*** Data in this exercise

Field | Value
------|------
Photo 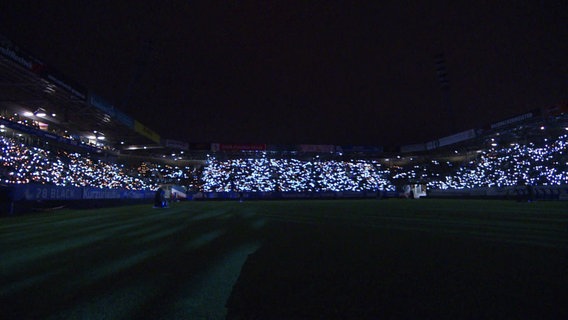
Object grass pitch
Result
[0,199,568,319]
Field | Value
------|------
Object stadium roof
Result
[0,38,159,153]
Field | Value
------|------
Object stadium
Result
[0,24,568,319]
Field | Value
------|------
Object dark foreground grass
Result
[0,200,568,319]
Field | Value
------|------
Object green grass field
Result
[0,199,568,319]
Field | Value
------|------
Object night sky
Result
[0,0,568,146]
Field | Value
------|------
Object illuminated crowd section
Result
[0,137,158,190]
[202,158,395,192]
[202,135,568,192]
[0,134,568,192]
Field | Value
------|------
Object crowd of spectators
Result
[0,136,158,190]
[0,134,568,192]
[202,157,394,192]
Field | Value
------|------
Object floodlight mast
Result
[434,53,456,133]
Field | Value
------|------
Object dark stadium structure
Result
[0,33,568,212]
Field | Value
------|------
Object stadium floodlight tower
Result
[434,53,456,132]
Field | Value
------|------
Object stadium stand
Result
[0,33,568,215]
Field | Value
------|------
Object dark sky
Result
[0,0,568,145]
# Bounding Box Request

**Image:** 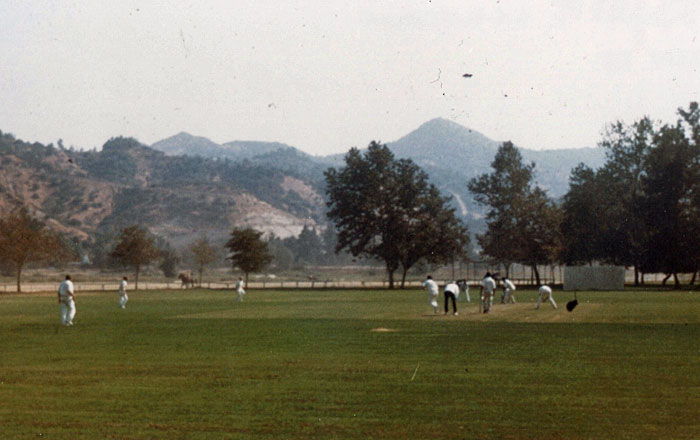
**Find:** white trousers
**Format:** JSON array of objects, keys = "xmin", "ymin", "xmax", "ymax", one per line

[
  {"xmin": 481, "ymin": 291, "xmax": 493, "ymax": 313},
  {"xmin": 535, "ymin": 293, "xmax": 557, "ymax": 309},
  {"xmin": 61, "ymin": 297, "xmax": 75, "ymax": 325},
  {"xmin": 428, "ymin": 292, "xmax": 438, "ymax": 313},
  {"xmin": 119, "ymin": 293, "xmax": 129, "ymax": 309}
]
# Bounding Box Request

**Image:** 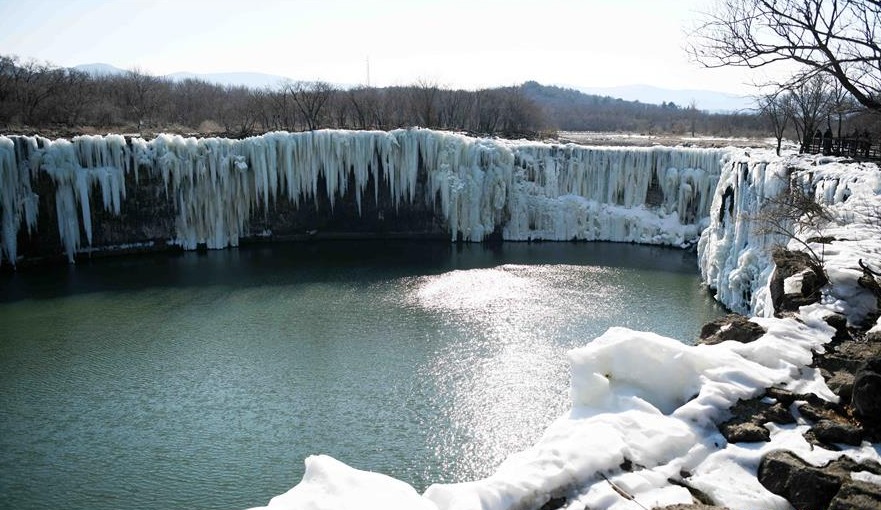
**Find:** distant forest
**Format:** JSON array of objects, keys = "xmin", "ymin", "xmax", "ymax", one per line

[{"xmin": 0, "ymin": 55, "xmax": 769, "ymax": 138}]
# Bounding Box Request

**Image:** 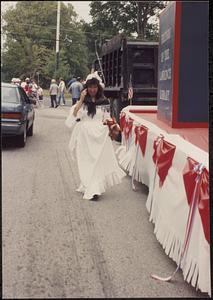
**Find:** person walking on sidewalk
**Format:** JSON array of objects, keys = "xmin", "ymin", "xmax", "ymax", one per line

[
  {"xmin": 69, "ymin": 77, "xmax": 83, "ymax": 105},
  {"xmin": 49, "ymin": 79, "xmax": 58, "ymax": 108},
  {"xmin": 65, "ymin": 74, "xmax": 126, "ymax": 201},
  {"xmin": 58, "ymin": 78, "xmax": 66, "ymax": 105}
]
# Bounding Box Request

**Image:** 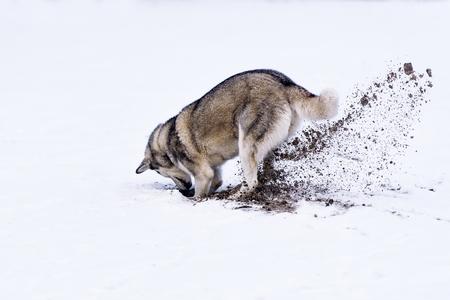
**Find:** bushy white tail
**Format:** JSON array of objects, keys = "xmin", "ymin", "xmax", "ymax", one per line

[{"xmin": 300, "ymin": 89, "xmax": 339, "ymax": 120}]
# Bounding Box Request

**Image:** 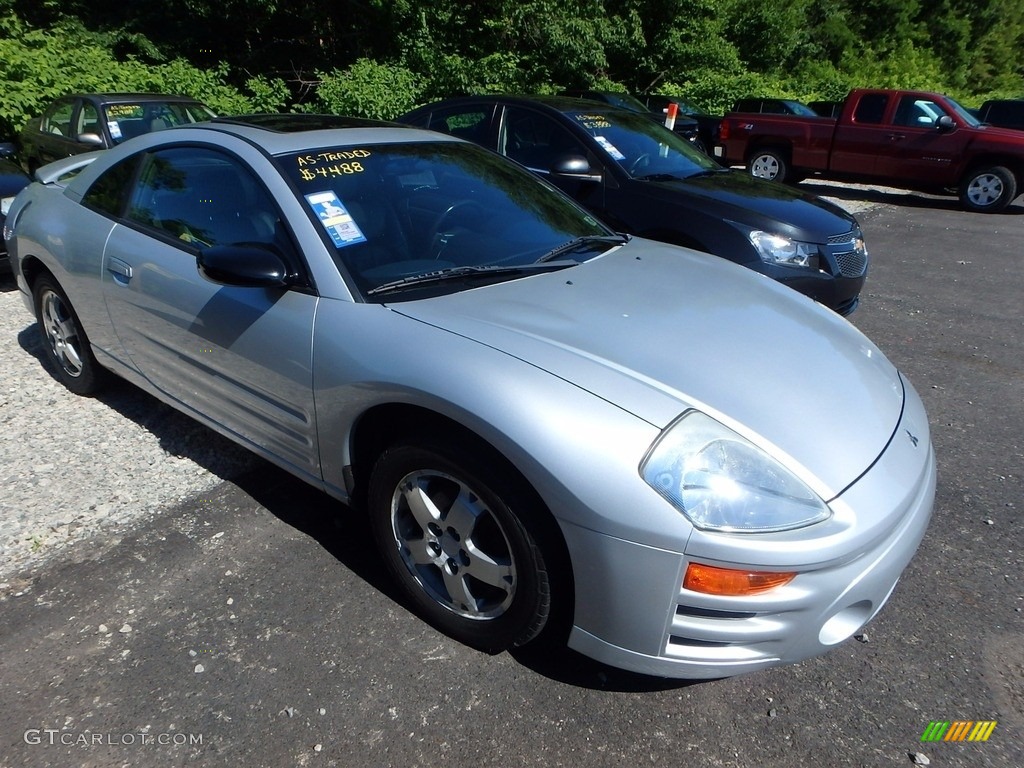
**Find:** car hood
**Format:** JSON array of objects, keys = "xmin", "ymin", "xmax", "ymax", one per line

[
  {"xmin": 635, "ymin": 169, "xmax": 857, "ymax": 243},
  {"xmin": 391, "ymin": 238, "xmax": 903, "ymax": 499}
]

******
*** Data in this exercise

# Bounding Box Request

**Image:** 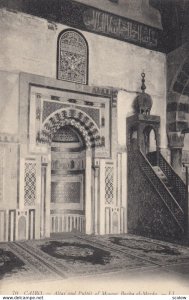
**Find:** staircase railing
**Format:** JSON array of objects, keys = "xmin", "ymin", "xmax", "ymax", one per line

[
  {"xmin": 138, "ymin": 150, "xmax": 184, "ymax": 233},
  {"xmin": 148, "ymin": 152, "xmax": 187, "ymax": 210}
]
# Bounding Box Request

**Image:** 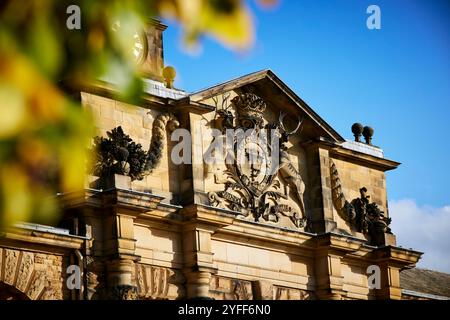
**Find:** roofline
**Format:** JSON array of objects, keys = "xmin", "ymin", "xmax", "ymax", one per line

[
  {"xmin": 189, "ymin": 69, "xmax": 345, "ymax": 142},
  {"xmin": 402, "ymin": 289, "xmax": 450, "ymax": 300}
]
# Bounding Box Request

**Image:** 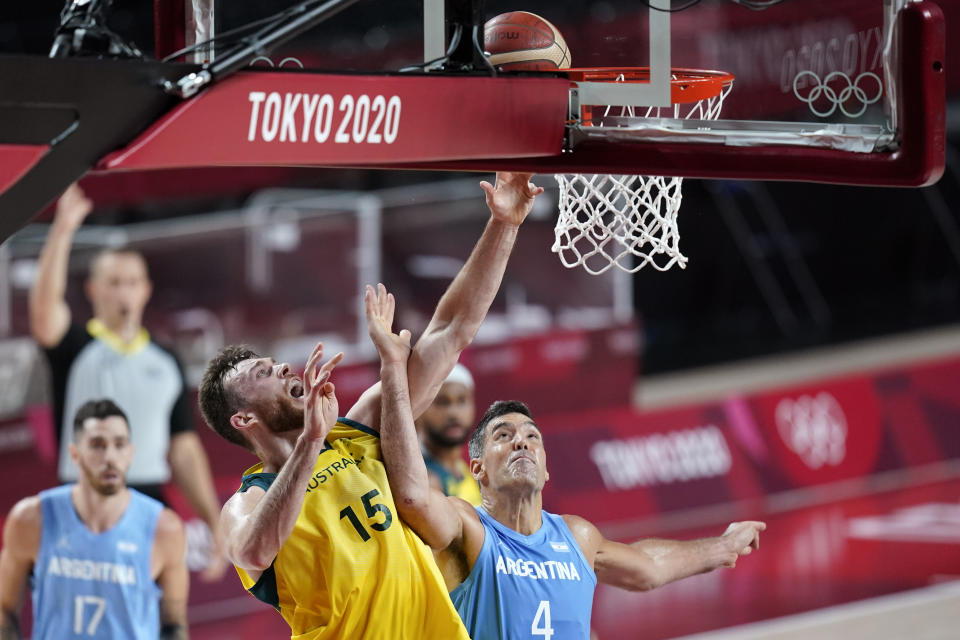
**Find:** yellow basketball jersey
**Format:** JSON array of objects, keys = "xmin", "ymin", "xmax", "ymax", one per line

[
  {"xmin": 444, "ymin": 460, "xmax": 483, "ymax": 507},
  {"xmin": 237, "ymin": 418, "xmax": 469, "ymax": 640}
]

******

Written problem:
Copy out every line in the items above that contains the word "floodlight".

Result below:
Object floodlight mast
Object stadium floodlight tower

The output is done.